You need to confront some hard realities about cloud security because the cyber landscape continues to be unforgiving. It doesn’t matter whether you’re protecting traditional computer systems, your mobile platform or the cloud itself. Simply put, organized cyber crime and cyber espionage continue to grow in sophistication. Any new hackable platform is red meat for them. Opening massive breaches that harvest critical data is their day and night job. News headlines make that clear that the aggregate total of global cyber crime damage now rivals that of many nations’ annual gross domestic product (GDP).
First reality: Organizations spend considerable time and money securing their on-premises infrastructure. That’s good. The problem is maintaining that same high level of security when outsourcing to the cloud. Security delivery requires a cloud provider’s undivided attention. Yes, there are built-in security tools, but you will not get the key to any strong security posture—24/7/365 threat monitoring, analysis and response—or “managed security service.” These are humans watching out for you. You must know what’s happening on the cloud in real time and be able to respond very quickly. You need people to manage this, even if you have automated capabilities as part of your cloud security. The “cloud” doesn’t do it on its own.

* [QUESTIONS TO ANSWER]:
[1] Transcribe the part of the cloud security text starting with "You need to" and going on through "domestic product (GDP).".
[2] According to the cloud security text, what do news headlines show the total global cyber crime damage now rivals?

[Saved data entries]
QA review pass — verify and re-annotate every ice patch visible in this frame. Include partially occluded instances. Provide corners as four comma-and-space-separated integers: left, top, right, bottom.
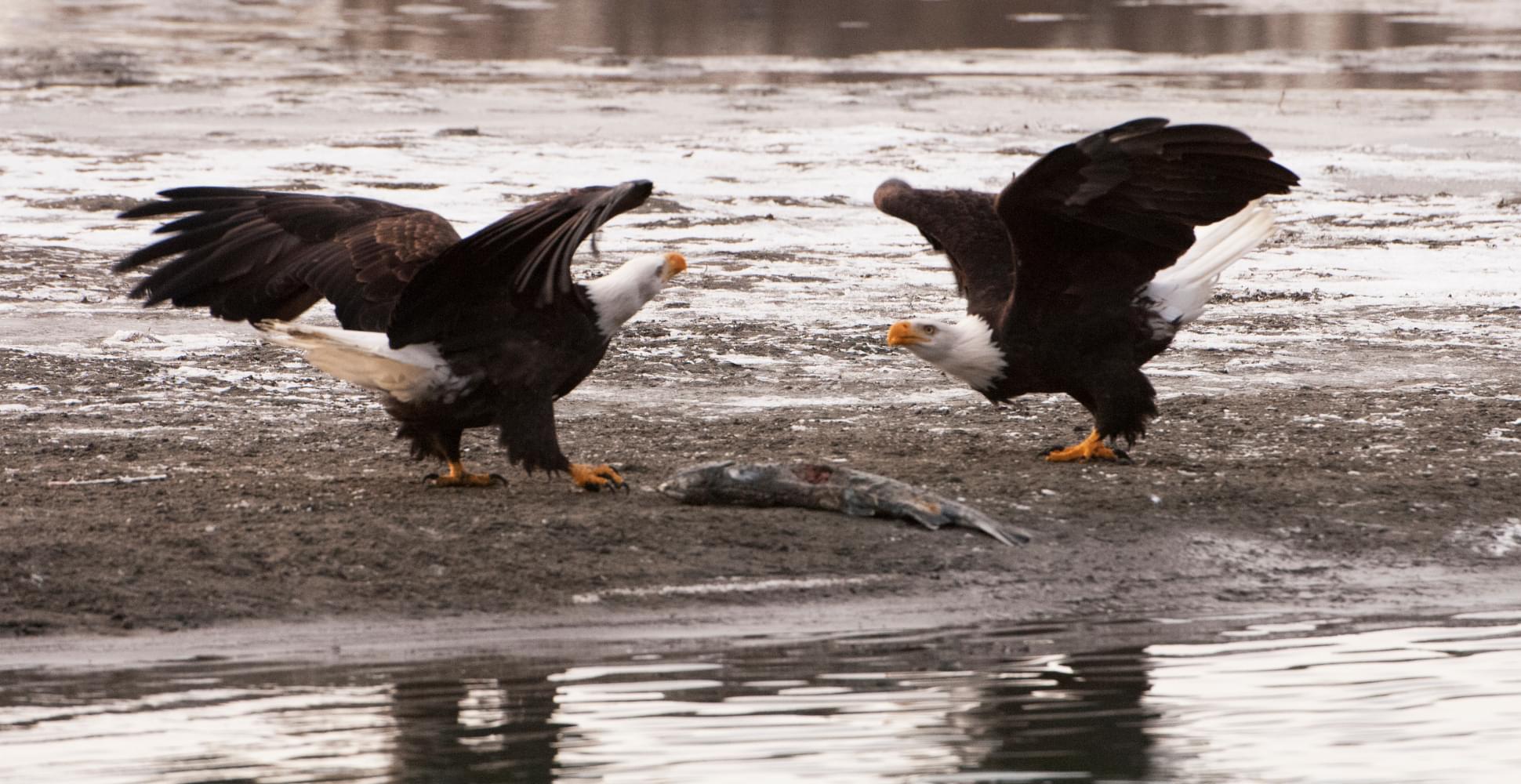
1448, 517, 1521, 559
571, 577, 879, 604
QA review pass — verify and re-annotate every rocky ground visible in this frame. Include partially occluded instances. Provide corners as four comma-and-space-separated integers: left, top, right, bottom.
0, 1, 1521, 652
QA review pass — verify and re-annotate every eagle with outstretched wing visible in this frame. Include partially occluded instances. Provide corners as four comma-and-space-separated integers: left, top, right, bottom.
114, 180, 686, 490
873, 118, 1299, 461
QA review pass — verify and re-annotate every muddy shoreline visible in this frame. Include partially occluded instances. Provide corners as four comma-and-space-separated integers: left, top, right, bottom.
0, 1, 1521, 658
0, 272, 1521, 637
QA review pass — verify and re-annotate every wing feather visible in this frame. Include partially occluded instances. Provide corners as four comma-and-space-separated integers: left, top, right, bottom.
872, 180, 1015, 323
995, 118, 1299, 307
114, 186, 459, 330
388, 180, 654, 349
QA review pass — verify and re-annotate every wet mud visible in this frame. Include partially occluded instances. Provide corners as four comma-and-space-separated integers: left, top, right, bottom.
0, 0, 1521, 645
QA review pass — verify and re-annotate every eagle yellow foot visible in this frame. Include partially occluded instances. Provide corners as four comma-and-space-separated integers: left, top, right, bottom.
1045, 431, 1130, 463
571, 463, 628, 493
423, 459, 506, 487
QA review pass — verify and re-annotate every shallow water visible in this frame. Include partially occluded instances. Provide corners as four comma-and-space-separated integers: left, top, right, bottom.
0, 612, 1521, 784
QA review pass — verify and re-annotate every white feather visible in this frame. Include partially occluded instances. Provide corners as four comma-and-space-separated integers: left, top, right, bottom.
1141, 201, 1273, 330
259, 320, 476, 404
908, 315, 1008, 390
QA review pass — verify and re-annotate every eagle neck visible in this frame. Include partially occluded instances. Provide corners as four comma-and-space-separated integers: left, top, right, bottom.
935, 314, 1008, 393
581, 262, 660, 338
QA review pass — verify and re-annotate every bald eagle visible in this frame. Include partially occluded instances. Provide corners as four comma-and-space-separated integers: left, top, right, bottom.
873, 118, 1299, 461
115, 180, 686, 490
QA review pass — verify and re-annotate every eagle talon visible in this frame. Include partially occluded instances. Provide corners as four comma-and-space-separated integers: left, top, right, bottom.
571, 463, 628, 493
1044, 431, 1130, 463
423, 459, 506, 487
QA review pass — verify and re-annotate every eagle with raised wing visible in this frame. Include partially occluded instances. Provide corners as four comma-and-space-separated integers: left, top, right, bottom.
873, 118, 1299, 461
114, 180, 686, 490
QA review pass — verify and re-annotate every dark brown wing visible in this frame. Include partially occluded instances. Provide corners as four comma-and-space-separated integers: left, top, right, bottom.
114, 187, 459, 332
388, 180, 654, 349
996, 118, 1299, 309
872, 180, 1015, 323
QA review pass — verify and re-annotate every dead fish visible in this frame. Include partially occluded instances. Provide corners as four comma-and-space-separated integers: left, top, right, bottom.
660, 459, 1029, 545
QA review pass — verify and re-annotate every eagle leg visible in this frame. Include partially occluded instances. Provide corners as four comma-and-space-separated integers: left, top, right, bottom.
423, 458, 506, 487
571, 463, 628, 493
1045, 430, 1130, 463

* [LIST OF SOLUTIONS]:
[1]
You need to confront some hard realities about cloud security because the cyber landscape continues to be unforgiving. It doesn’t matter whether you’re protecting traditional computer systems, your mobile platform or the cloud itself. Simply put, organized cyber crime and cyber espionage continue to grow in sophistication. Any new hackable platform is red meat for them. Opening massive breaches that harvest critical data is their day and night job. News headlines make that clear that the aggregate total of global cyber crime damage now rivals that of many nations’ annual gross domestic product (GDP).

[2] The annual gross domestic product (GDP) of many nations.